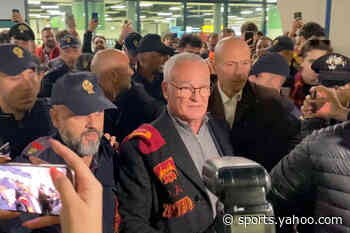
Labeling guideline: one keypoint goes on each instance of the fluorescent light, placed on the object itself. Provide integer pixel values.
(118, 7)
(34, 15)
(145, 4)
(164, 13)
(33, 2)
(50, 6)
(54, 12)
(247, 12)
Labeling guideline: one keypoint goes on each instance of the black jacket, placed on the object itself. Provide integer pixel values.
(263, 129)
(314, 179)
(36, 123)
(135, 107)
(141, 195)
(50, 79)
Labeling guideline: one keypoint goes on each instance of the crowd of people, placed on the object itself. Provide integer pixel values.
(137, 123)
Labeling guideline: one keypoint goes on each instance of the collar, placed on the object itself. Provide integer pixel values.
(226, 99)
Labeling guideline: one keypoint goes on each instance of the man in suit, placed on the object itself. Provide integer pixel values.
(262, 129)
(160, 188)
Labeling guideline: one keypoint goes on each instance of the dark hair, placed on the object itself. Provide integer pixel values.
(46, 29)
(4, 37)
(249, 26)
(315, 44)
(95, 37)
(312, 29)
(211, 35)
(190, 39)
(61, 34)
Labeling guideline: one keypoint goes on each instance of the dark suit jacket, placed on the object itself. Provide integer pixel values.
(141, 195)
(263, 130)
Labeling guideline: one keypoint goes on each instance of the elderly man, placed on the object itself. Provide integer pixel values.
(23, 117)
(49, 49)
(78, 114)
(261, 127)
(135, 105)
(160, 188)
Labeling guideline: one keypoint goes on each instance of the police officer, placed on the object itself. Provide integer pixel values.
(22, 35)
(70, 50)
(78, 114)
(333, 70)
(23, 117)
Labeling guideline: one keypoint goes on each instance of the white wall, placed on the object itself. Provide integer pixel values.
(315, 10)
(339, 33)
(7, 6)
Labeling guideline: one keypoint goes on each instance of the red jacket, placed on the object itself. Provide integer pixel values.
(39, 52)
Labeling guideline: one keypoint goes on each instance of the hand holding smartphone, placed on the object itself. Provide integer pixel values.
(29, 188)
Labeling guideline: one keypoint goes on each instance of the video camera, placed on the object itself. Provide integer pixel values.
(241, 185)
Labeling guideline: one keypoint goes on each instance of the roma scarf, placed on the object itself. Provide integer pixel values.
(152, 144)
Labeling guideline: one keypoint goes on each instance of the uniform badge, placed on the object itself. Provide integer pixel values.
(22, 28)
(166, 171)
(88, 87)
(334, 61)
(18, 52)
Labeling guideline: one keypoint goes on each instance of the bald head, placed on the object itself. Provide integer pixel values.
(232, 46)
(113, 71)
(109, 59)
(232, 64)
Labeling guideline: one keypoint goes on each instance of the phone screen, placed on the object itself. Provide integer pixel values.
(249, 36)
(29, 188)
(298, 16)
(95, 16)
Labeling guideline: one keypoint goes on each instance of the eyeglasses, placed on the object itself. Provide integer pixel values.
(186, 92)
(316, 42)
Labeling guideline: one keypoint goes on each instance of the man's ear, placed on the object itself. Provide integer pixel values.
(54, 118)
(165, 89)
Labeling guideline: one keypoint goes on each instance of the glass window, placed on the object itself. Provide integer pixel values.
(52, 13)
(201, 17)
(238, 14)
(273, 18)
(161, 17)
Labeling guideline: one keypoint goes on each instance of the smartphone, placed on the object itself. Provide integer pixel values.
(249, 35)
(69, 18)
(28, 188)
(298, 16)
(95, 16)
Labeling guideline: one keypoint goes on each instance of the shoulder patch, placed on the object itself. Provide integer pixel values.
(150, 139)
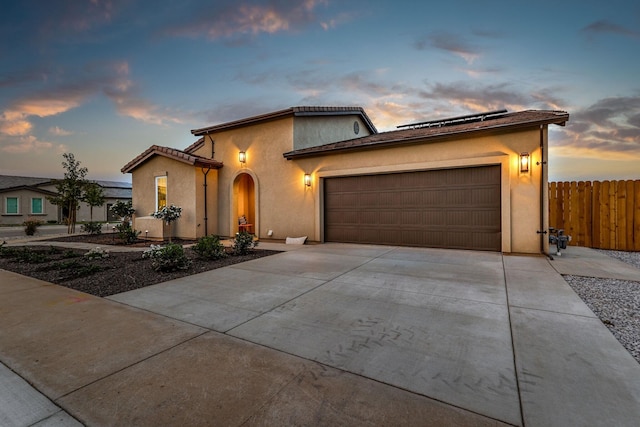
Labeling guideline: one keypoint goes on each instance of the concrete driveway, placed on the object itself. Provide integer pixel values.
(346, 335)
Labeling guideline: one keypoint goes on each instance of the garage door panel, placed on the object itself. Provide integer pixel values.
(455, 208)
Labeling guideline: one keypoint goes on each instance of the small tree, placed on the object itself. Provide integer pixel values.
(93, 196)
(70, 189)
(168, 214)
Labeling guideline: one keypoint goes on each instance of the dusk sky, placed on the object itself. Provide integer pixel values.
(106, 79)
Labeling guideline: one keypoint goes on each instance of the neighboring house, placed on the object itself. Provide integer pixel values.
(26, 197)
(471, 182)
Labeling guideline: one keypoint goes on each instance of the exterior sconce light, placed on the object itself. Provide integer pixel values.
(524, 162)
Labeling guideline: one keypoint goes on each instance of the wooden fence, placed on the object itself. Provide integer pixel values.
(603, 215)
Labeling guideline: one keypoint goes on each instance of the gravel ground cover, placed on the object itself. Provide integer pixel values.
(615, 302)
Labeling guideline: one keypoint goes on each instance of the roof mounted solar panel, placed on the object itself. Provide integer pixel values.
(477, 117)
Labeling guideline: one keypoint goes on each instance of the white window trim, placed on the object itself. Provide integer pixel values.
(31, 206)
(6, 205)
(156, 188)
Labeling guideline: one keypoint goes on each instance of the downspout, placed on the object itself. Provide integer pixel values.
(542, 162)
(206, 233)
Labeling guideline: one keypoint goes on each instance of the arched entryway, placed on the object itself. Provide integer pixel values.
(244, 202)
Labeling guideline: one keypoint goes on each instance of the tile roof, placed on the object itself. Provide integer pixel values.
(293, 111)
(502, 122)
(193, 147)
(172, 153)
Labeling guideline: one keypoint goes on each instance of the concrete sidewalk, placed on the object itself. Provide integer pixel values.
(322, 335)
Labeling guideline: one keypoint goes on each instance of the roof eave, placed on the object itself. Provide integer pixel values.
(293, 111)
(560, 121)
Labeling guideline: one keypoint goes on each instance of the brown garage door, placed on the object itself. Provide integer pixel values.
(449, 208)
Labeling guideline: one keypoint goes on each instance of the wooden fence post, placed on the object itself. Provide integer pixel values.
(604, 215)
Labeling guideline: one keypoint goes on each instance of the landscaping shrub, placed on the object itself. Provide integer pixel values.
(167, 258)
(97, 253)
(127, 234)
(92, 228)
(31, 226)
(243, 243)
(28, 255)
(210, 247)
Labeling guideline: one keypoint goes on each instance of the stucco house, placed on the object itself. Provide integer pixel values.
(25, 197)
(470, 182)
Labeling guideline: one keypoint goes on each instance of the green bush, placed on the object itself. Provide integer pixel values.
(127, 234)
(6, 251)
(31, 226)
(92, 228)
(243, 243)
(97, 253)
(167, 258)
(210, 247)
(29, 256)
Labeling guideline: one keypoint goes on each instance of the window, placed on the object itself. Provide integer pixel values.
(37, 207)
(11, 205)
(161, 192)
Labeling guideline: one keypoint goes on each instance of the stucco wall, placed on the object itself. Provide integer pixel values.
(310, 131)
(282, 203)
(286, 206)
(180, 192)
(50, 211)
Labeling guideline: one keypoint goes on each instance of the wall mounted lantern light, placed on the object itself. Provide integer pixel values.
(524, 162)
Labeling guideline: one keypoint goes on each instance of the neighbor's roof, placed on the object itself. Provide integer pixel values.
(10, 181)
(432, 133)
(171, 153)
(293, 111)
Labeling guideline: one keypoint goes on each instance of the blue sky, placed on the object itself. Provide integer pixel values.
(107, 79)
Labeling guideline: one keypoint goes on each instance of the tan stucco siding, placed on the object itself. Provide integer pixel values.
(271, 173)
(270, 190)
(285, 205)
(319, 130)
(520, 194)
(50, 211)
(181, 183)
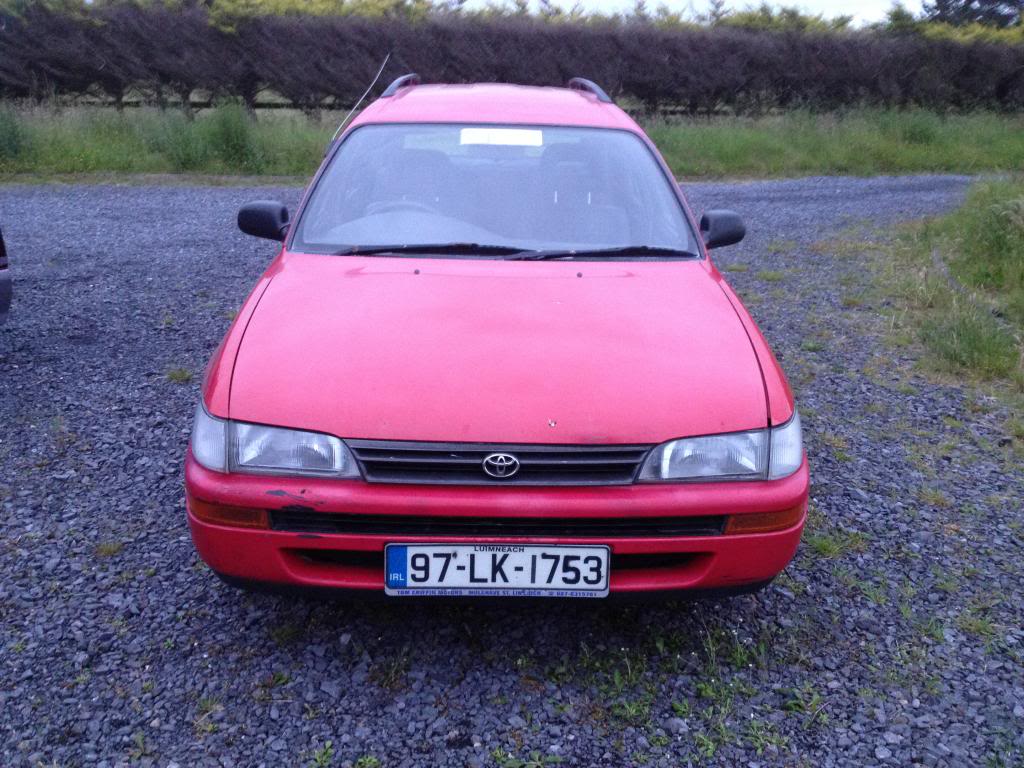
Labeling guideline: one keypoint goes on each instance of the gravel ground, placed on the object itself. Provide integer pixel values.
(893, 639)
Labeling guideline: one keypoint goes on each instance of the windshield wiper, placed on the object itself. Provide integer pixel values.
(601, 252)
(441, 248)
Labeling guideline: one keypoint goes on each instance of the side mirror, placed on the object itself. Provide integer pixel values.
(721, 228)
(264, 218)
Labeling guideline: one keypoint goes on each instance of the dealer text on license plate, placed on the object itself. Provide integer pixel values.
(496, 569)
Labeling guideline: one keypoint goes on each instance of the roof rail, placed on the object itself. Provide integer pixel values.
(406, 80)
(582, 84)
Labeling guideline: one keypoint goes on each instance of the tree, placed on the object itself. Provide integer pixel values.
(990, 12)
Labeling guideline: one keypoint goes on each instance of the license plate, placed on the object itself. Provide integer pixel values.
(496, 570)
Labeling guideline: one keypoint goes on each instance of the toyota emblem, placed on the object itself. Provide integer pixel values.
(501, 466)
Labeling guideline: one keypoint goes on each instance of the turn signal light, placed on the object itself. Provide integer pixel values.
(219, 514)
(764, 522)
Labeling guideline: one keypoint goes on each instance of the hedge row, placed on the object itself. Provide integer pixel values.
(312, 60)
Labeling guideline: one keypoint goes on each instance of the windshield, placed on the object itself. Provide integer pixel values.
(513, 186)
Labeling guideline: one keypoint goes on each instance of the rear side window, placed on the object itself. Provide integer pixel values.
(530, 187)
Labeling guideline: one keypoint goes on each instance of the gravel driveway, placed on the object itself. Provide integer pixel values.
(894, 638)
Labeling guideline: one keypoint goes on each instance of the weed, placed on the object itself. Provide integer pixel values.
(286, 634)
(535, 760)
(323, 756)
(179, 376)
(109, 549)
(835, 543)
(205, 710)
(934, 498)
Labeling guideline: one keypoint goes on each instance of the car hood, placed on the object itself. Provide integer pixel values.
(497, 351)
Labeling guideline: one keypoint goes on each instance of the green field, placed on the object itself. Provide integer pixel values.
(960, 279)
(48, 140)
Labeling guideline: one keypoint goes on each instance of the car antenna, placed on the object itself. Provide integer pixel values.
(355, 107)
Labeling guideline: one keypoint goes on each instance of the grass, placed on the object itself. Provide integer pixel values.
(857, 142)
(223, 140)
(179, 376)
(960, 279)
(52, 140)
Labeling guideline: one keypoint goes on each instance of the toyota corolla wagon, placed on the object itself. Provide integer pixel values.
(493, 357)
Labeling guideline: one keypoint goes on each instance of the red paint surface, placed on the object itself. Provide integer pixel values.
(496, 351)
(492, 351)
(272, 556)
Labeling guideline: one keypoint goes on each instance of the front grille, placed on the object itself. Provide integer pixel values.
(462, 463)
(299, 521)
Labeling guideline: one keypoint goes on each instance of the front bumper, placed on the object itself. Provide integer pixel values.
(355, 561)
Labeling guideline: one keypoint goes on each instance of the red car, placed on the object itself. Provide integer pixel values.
(493, 357)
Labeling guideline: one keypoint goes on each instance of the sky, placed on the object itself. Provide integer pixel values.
(863, 11)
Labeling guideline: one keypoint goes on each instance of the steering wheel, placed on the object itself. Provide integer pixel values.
(400, 205)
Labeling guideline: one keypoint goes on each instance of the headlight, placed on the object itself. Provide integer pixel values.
(237, 446)
(786, 449)
(736, 456)
(210, 440)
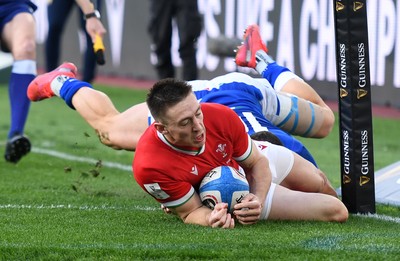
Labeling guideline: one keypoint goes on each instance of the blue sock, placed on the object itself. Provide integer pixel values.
(272, 71)
(69, 88)
(23, 72)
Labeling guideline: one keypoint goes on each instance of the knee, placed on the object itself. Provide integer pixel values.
(327, 126)
(25, 50)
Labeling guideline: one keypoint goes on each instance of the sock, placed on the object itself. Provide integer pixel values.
(69, 87)
(262, 60)
(22, 73)
(268, 68)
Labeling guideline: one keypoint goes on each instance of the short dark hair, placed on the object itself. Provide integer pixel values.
(166, 93)
(266, 136)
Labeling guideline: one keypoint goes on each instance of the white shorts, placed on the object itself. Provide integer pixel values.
(280, 158)
(268, 202)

To be done. Reproduce the rows from the line containing "white shorts, placed" through the last row, changing "keypoint" to "marker" and keeping everything else the same.

Written reply.
Labeling guideline: one marker goes on each instance of the white shorts, placed on the object itself. Provide integer pixel values.
(280, 158)
(268, 202)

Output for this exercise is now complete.